#### TEXT SECTION

LaBarre rightfully pointed out that Plaintiffs enjoy a panoramic view of the Pond from their property; a view that includes much more than Plaintiffs view of the Pond over the Parking Area. LaBarre/Scott presented photographs that tend to show that Plaintiffs enjoy a panoramic view of the Pond, especially in a westerly direction and over another neighbor's property. LaBarre testified that Plaintiffs will lose 2% of their panoramic view of the Pond as a result of the Garage. Plaintiffs offered the testimony of Liston, who was qualified as an expert surveyor. Liston credibly testified that Plaintiffs will lose approximately eighty per cent (80%) of their view of the Pond over the Parking Area (not 80% of the panoramic view) if the Garage is constructed. In support of this conclusion, Liston superimposed a hypothetical structure, similar in dimensions to the Garage, over several pictures depicting views of the Pond from the dining room and screened-in porch in Plaintiffs house.
With due regard to the quantity and quality of evidence presented, it would appear that Plaintiffs view of the Pond over the Parking Area will be diminished as a result of the Garage. It is also quite clear, however, that Plaintiffs enjoy a panoramic view of the Pond, with the view over the Parking Area only a portion of Plaintiffs total view. It cannot be disputed in good faith that the harm of diminished view from Plaintiff Property (e.g. Plaintiffs dining room and screened-in porch) is particularized to Plaintiffs. The pitched roof line of the Garage, however, which Plaintiffs allege will block their view of the Pond, is outside of the setback area. The roof line and the height of the Garage are in full compliance with the Bylaw. As such, the minor setback encroachment giving rise to the Variance does not actually cause Plaintiffs loss of view. As discussed, supra, if the small corner of the Garage were removed, there would be no need for the Variance for front yard setback.

#### DATASET
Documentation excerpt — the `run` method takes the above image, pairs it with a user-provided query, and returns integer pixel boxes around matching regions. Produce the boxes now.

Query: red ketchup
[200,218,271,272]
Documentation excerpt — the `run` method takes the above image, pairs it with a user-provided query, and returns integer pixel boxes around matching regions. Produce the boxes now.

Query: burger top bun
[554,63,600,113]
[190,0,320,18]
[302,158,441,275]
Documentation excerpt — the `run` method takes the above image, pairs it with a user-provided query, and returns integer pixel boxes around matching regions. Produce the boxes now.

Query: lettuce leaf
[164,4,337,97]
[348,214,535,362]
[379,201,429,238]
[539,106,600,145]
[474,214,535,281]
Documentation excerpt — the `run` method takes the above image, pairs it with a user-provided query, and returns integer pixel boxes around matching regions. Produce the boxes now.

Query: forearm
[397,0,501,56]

#### EXERCISE REQUIREMENTS
1 > Do these statements agree with the passage on the Garage and the view of the Pond? (a) Liston testified that Plaintiffs would lose about 80% of their panoramic view of the Pond. (b) The roof line and height of the Garage comply with the Bylaw. (c) The pitched roof line of the Garage lies within the setback area. For each, answer yes or no and quote the deciding words.
2 > Can you carry the court's discussion of the Garage and the view of the Pond forward from its last sentence?

#### RESULTS OF THE EXERCISE
1 >
(a) No: "(not 80% of the panoramic view)"
(b) Yes: "The roof line and the height of the Garage are in full compliance with the Bylaw."
(c) No: "is outside of the setback area."

2 >
Separate and distinct from view, Plaintiffs allege the Garage will cause a depreciation in the value of Plaintiff Property. Diminution in the value of real estate is a sufficient basis for standing only where it is derivative of or related to cognizable interests protected by the applicable zoning scheme. Kenner, supra, at 123, citing Standerwick, supra, at 31-32. Plaintiffs appraiser, Tolland, testified that Plaintiffs loss of view will result in a $50,000 diminution in value of Plaintiff Property. LaBarre/Scott contend that Tollands testimony is not credible because Tollands analysis improperly compared the value of a home with a view of the water to a home with no view of the water, rather than a partially obstructed view. Hopkins testified that it is nearly impossible to discount the value of a home with a partially obstructed view, thus Tollands testimony in this regard is speculative and mere conjecture. Moreover, Hopkins criticized Tollands appraisal procedure because he only used three comparable sales in his analysis (to determine the value of Plaintiff Property with the Garage on Locus), too few comparables according to Hopkins.
I find Tollands appraisal and corresponding testimony to be speculative at best. First, Tolland admitted that it was very difficult to find a pool of properties as comparable to Locus. Tolland stated, I believe I found two that were even remotely comparable. Tolland therefore admitted that the properties he used as comparisons were far from ideal. More to the point, a third comparable property, used to establish the value of Plaintiff Property without the Garage, was located outside of Sutton. Finally, aside from the fact that Tolland only examined three comparable properties to estimate the value of Plaintiff Property with the Garage, those three properties were not adequately comparable to Plaintiff Property. Two out of the three had no water view at all, and none of the three comparables had a dock or frontage on water. If the Garage is constructed, Plaintiff Property will still have some view of the Pond and Plaintiffs will still have a dock and frontage along the Pond. As a result of the foregoing, it does not appear that Plaintiffs can show a diminution in value of Plaintiff Property as a result of the Variance.
[Note 17] On a number of occasions, various justices of the Land Court have commented on the merits of a zoning appeal even though he or she had found that the party challenging the zoning action lacked standing. See e.g. Deignan v. Jussila, 14 LCR 506 (2006) (Scheier, C.J.); Maloof v. Carroll, 12 LCR 359 (2004) (Long, J.); Schultz v. Blomgren, 15 LCR 551 (2007) (Sands, J.).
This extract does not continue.